▶ _Given request 1_
Turn every one of the shoreline and sea-water entries below into a numbered list, skipping blank lines and leaving the pictures out.

▶ _Quoted text_

>>>>>

Charles-Edouard Jeanneret, who was later to take the name of Le Corbusier, was born in 1887 at La Chaux-de-Fonds, Switzerland, the son of an engraver.
From 1901 he studied at the art school of his native town (a 19th century foundation for the training of engravers for the watch industry) and in 1902 he made an engraved clock, which was exhibited at the Turin exhibition and much admired. The young man had already shown a gift for drawing and was always to "cultivate a taste for art in a quiet little corner of my being", but his interest was first directed towards architecture by the painter and sculptor Charles L'Eplattenier, then a professor at the school.
In 1905, when scarcely eighteen, Jeanneret received his first commission: to design and build a villa for a member of the faculty of the art school. By 1908 he had designed two further villas in La Chaux-de-Fonds, but most of the years 1907-11 were taken up with travel. He went to Italy, Hungary and Austria (where he met Josef Hoffmann, the leader of the Vienna Workshop - Wiener Werkstaette). In France he met Tony Garnier and worked in Paris for fifteen months under Auguste Perret, the celebrated pioneer in the use of reinforced concrete. In Germany he worked under Peter Behrens, whose knowledge of design and industrial planning made the young man realize the importance of industry, and studied the activities of the Deutscher Werkbund.
After further travels in the Balkans and Asia Minor, he returned to La Chaux-de-Fonds in 1912 to take up an appointment at the art school and devoted the next five years largely to teaching.

<<<<<

▶ _Dataset rows_
>>>>>

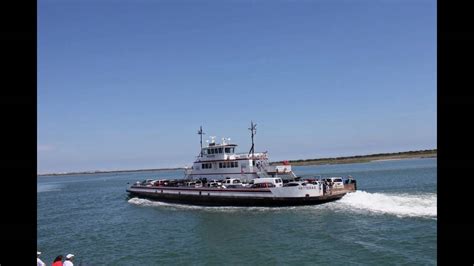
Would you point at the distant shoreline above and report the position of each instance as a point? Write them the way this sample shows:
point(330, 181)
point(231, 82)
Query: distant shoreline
point(337, 160)
point(366, 158)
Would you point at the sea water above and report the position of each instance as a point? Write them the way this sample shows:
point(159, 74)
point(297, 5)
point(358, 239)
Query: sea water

<<<<<

▶ _Given request 2_
Pick up the account of Le Corbusier's early years right after its last sentence and keep it going.

▶ _Task result 1_
1. Would you point at the distant shoreline above and report the position of each instance as a point? Write them the way this sample shows:
2. point(330, 181)
3. point(231, 82)
4. Query: distant shoreline
5. point(337, 160)
6. point(366, 158)
7. Would you point at the sea water above and report the position of each instance as a point? Write them the way this sample shows:
8. point(159, 74)
9. point(297, 5)
10. point(358, 239)
11. Query: sea water

▶ _Task result 2_
Jeanneret's first plans for Dom-ino houses date from 1914. Dom-ino was simple statement about the possibilities of reinforced-concrete construction: a frame of six columns, set back from the edges not unlike the six dots of a domino piece, supporting floating floor and roof slabs, with a cantilevered stair linking the different levels to the ground and the roof. Experimentation with this model provided Le Corbusier with the basis for his Five Points of Architecture. This standardized prefabricated framework of floors, stairs and load-bearing columns were the only fixed parts of the house; everything else was nonstructural and hence entirely flexible - allowing an open plan and non-structural façades. The walls, windows, etc were independent and could be added in any arrangement and style that appealed to the owner.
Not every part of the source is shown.